> Required actions
1. Print the passage of the homebrewing thread from "## Screwtop (1/9/07)" up to and including "how it goes.".
2. According to the homebrewing thread, how long does ale yeast take to finish?
3. Pick up the homebrewing thread after its last sentence and keep writing it.

-- Document section start --

The ale yeast take about 5-8 days to finnish.
Also the airlock usually doesn't always indicate action if it has a slight leak.

As above post(s)
another 3-4 days before you bother doing another sg.

Remember that the sample will have some carb in it.
A good tip from GT was to draw a sample, pour it from one glass to another to get rid of foam and CO2 prior to reading the hydrometer.
works a treat
cheers


----------



## Screwtop (1/9/07)

We would need to know what ingredients you used, what yeast, how much, was it rehydrated and what the pitching temp was. Sometimes if the wort is providing the correct environment for good fermentation and is at the correct ferm temp a rouse of the yeast will help. Swirl the fermenter to stir up the yeast, but dont agitate or airate the wort.

Screwy


----------



## flamebird (1/9/07)

Thanks for the tips and advice so far  As a couple of you have suggested, I'll wait a few days and see how it goes.



simpletotoro said:


> what was your recipe


I used the included yeast and 1kg of Brew Booster the homebrew store (BeerTech in Perth) gave me. Not sure of what the Brew Booster consisted of - I threw the packet out 



Adamt said:


> Always good to check your hydrometer is calibrated correctly


I checked it in water and it appears to read exactly 1.000.

-- Document section end --
-- Information shown start --

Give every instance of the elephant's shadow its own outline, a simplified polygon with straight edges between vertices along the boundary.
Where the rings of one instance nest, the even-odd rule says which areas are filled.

-- Information shown end --

> Expected answers
1.
## Screwtop (1/9/07)

We would need to know what ingredients you used, what yeast, how much, was it rehydrated and what the pitching temp was. Sometimes if the wort is providing the correct environment for good fermentation and is at the correct ferm temp a rouse of the yeast will help. Swirl the fermenter to stir up the yeast, but dont agitate or airate the wort.

Screwy


----------



## flamebird (1/9/07)

Thanks for the tips and advice so far  As a couple of you have suggested, I'll wait a few days and see how it goes.

2. About 5-8 days.

3.
Screwtop said:


> We would need to know what ingredients you used, what yeast, how much, was it rehydrated and what the pitching temp was. Sometimes if the wort is providing the correct environment for good fermentation and is at the correct ferm temp a rouse of the yeast will help. Swirl the fermenter to stir up the yeast, but dont agitate or airate the wort.


Used the kit yeast. I didn't rehydrate it. Unfortunately I put it all together before discovering this forum! Perhaps if there is no gravity drop over the next few days I should swirl it a little?

Cheers


----------



## deegee (1/9/07)

Flamebird - You might want to take a look at the thread " Yet another is it ready to bottle yet" started by Brendon about a week ago. It is a similar query. His brew had been going a lot longer, but was also stuck at about 1020.


----------



## flamebird (1/9/07)

Thanks DeeGee - your post in the other thread is very helpful!

Lots of knowledgeable people around here


----------



## simpletotoro (1/9/07)

umm i always thought the yeast in this kit (Cooper's Cerveza kit) was a true lager yeast ....meaning ferment at around 10-12/c...mind you i haven't made this kit just something i thought i saw somewhere ...correct me if i'm wrong please..
cheers ST


----------



## 0M39A (1/9/07)

simpletotoro said:


> umm i always thought the yeast in this kit (Cooper's Cerveza kit) was a true lager yeast ....meaning ferment at around 10-12/c...mind you i haven't made this kit just something i thought i saw somewhere ...correct me if i'm wrong please..
> cheers ST



going on an old memory... i think its a mixed ale and lager yeast.


----------



## flamebird (2/9/07)

Well I couldn't resist taking another reading, and I was pleased to see it at 1015  Hurrah!


----------



## flamebird (6/9/07)

Alright folks, the brew has been sitting at 1010 for 3 days straight now. 

Should I do something, or just bottle it? :beerbang: 

Cheers


----------



## Steve (6/9/07)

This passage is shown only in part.